Revista Bravo n. 153, mai 2010, p. 52-56
31 de Mai de 2010

Avatar é Aqui
Por que artistas como James Cameron defendem causas como a dos índios do Xingu? E qual o efeito prático desse apoio?

Por Anna Rachel Ferreira e Wagner Gorab

O diretor de cinema James Cameron esteve no Brasil no mês passado com dois objetivos. O primeiro era lançar a versão em Blu-ray (a tecnologia sucessora do DVD, com altíssima definição) de seu filme Avatar, a maior bilheteria de todos os tempos em valores absolutos. O segundo era fazer militância ecológica. Ao chegar em São Paulo no dia 11, um domingo, Cameron foi ao Parque do Ibirapuera plantar uma muda de pau-brasil. Era o pontapé inicial de uma campanha do estúdio de cinema Fox, destinada a plantar um milhão de árvores ao redor do mundo. Na ocasião, estava acompanhado da mulher, Suzy Amis, e da atriz Sigourney Weaver, que em Avatar faz o papel de uma cientista com consciência ambiental. Cameron participou também de um almoço com os índios Sheila Juruna e Kwagadu Xipaya, e integrantes de ONGs como a Amazon Watch e o Instituto Socioambiental. Todos - nativos e entidades - comprometidos com a bandeira que Cameron decidiu levantar: a do protesto contra a construção da usina hidrelétrica de Belo Monte, no rio Xingu, que provocaria, segundo estudos dos ambientalistas, um impacto devastador no equilíbrio ecológico da Amazônia. Uma causa polêmica: o projeto, orçado em R$ 19 bilhões, é uma das estrelas do PAC, o Programa de Aceleração do Crescimento promovido pela candidata oficial à presidência, Dilma Rousseff.
A militância continuou ao longo da semana. Na segunda-feira, Cameron e sua comitiva foram a Brasília participar de uma manifestação contra a construção da hidrelétrica. O diretor subiu num carro de som e discursou, em inglês (com tradução simultânea) contra Belo Monte. No mesmo dia, Cameron seguiu para a cidade de Altamira, às margens do Xingu. Lá, pegou uma lancha voadeira em direção à aldeia Mrotijan, no rio Bacajá, afluente do Xingu que terá a vazão diminuída para a construção de Belo Monte.
Foi recebido com festa. "Em alguns momentos, os índios nos puxavam e todos dançavam juntos", diz Marcelo Salazar, do Instituto Socioambiental, uma das entidades ecológicas representadas na excursão. Entre os Xicrin Kayapó, em Mrotijan, Cameron recebeu uma visita famosa: Raoni Kayapó, o cacique que em 1989 apareceu em vários eventos ao lado do cantor britânico Sting. Com muito interesse, segundo Salazar, Cameron passou mais de duas horas ouvindo as histórias e reivindicações dos índios. Reafirmou sua intenção, demonstrada numa viagem anterior, de fazer um documentário sobre o assunto, para ser incluído como extra em futuras reedições do DVD de Avatar. Na quinta-feira, o cineasta já estava em Washington, onde contatou o Congresso americano e o presidente Barack Obama para falar sobre o assunto. Nesse momento, a imprensa do mundo inteiro noticiava o engajamento do diretor, que agiria como uma versão no mundo real do protagonista do filme Avatar - um estrangeiro que se apaixona pela causa dos nativos e decide defender a floresta.
§ §
• TAREFAS A REALIZAR:
[1] Extraia do artigo sobre James Cameron e Belo Monte tudo o que vai desde "Revista Bravo n." até "prático desse apoio?".
[2] Diga se cada afirmação abaixo está de acordo com o artigo sobre James Cameron e Belo Monte, respondendo sim ou não e citando literalmente as palavras do texto que decidem a questão. (a) Cameron plantou uma muda de pau-brasil no Parque do Ibirapuera. (b) Em Brasília, Cameron discursou em português contra a hidrelétrica. (c) O projeto de Belo Monte está orçado em R$ 19 bilhões.
[3] Prossiga com o artigo sobre James Cameron e a usina de Belo Monte a partir do ponto onde ele termina.
Os itens que vêm depois não têm nenhum papel nesta parte.
§ §
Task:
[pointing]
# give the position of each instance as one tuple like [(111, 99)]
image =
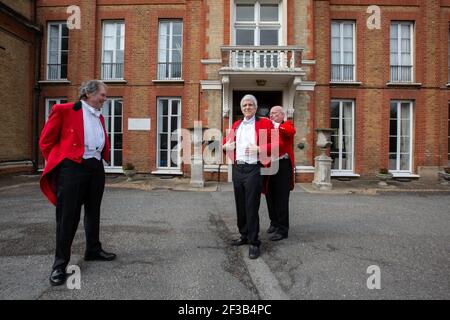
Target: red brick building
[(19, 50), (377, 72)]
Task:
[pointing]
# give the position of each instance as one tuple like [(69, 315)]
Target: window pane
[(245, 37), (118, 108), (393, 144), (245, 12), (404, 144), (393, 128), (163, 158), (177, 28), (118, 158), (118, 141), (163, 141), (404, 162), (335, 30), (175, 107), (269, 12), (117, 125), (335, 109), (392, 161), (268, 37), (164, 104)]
§ §
• RESULTADOS POR TAREFA:
[1]
Revista Bravo n. 153, mai 2010, p. 52-56
31 de Mai de 2010

Avatar é Aqui
Por que artistas como James Cameron defendem causas como a dos índios do Xingu? E qual o efeito prático desse apoio?

[2]
(a) Sim: "Cameron foi ao Parque do Ibirapuera plantar uma muda de pau-brasil".
(b) Não: "discursou, em inglês (com tradução simultânea) contra Belo Monte".
(c) Sim: "o projeto, orçado em R$ 19 bilhões".

[3]
SAPOS, COBRAS E INSETOS
No Brasil, a repercussão da turnê de Cameron com os ambientalistas mereceu mais críticas do que elogios. O vice-presidente da república, José Alencar, disse: "Não podemos aceitar isso. Se passar do ponto, teremos que dar um pito nele". Estava implícita na declaração a ideia de que Cameron interferia indevidamente em assuntos de um país que não é o dele. O presidente Luiz Inácio Lula da Silva bateu na mesma tecla: "Podemos dizer a qualquer habitante do planeta Terra que ninguém tem mais preocupação de cuidar da Amazônia e do nossos índios do que nós". Num único dia, a quarta-feira 14 de abril, Cameron apanhou em três lugares diferentes de um mesmo jornal, a Folha de S. Paulo. O articulista Marcelo Leite, especializado em ciência, o colocou como integrante da "vertente celebritária do ambientalismo". O humorista Helio De La Peña, do grupo Casseta e Planeta, comparou a atitude dos brasileiros diante da viagem de Cameron ao personagem de um comercial de chinelos, um argentino que critica o Brasil. "Como diria o jogador Romário, o cara chegou agora e quer sentar na janela?", escreveu Helio. O colunista José Simão disse que, para os índios, o filme Avatar soava como "Ah, vai tarde!". Diante da militância de Cameron e das reações, duas perguntas ficaram no ar. Por que razão um artista apoia uma causa como a dos índios do Xingu? Empatia sincera, marketing ou desejo de aparecer? E, quando isso acontece, qual o efeito do apoio? Não seria o oposto do que o artista pretende, já que as reações tendem a ser mais de crítica do que de mobilização?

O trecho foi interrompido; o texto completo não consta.